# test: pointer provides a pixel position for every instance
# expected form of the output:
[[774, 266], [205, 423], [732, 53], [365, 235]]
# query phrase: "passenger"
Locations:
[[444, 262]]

==========

* _Task instructions_
Reproduce the entries above exactly.

* _Expected output_
# test: pointer provides a pixel position for every instance
# expected form of the output:
[[774, 266], [205, 423], [732, 53], [365, 235]]
# query phrase: "passenger"
Locations:
[[444, 262]]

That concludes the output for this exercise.